Work to complete:
Repeat the entries exactly as they are written.

Exercise data:
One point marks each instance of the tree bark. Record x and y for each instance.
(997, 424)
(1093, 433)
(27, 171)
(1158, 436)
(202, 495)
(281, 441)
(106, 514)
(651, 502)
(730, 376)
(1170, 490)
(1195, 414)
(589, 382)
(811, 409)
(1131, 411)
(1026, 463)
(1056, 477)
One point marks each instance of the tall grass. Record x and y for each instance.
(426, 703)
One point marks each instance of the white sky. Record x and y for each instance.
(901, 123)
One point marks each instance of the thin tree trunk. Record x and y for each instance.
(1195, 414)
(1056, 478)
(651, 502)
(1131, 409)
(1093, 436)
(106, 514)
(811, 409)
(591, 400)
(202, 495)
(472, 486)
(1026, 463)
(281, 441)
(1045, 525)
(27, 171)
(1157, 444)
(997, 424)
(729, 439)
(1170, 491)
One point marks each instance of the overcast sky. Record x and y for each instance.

Solution below:
One point marks each instance of the tree bark. Record x and y for each instance.
(997, 424)
(1093, 433)
(27, 171)
(1158, 436)
(202, 495)
(281, 441)
(106, 514)
(651, 502)
(730, 376)
(1170, 490)
(1195, 414)
(589, 382)
(811, 409)
(1131, 411)
(1026, 463)
(1056, 477)
One point marks each instance of the tall grass. Record x and y for each instance.
(426, 703)
One point marks each instance of the white sky. Record x and y for each instance.
(901, 123)
One point marks each instance of the thin tree trunk. Record x and y for each instance.
(1195, 414)
(1056, 478)
(651, 502)
(1131, 409)
(1093, 436)
(106, 514)
(811, 409)
(591, 400)
(202, 495)
(472, 486)
(1026, 463)
(281, 441)
(1045, 525)
(27, 171)
(1157, 444)
(997, 424)
(729, 439)
(1170, 491)
One point marks each instance of the overcast sky. Record x and y for each instance.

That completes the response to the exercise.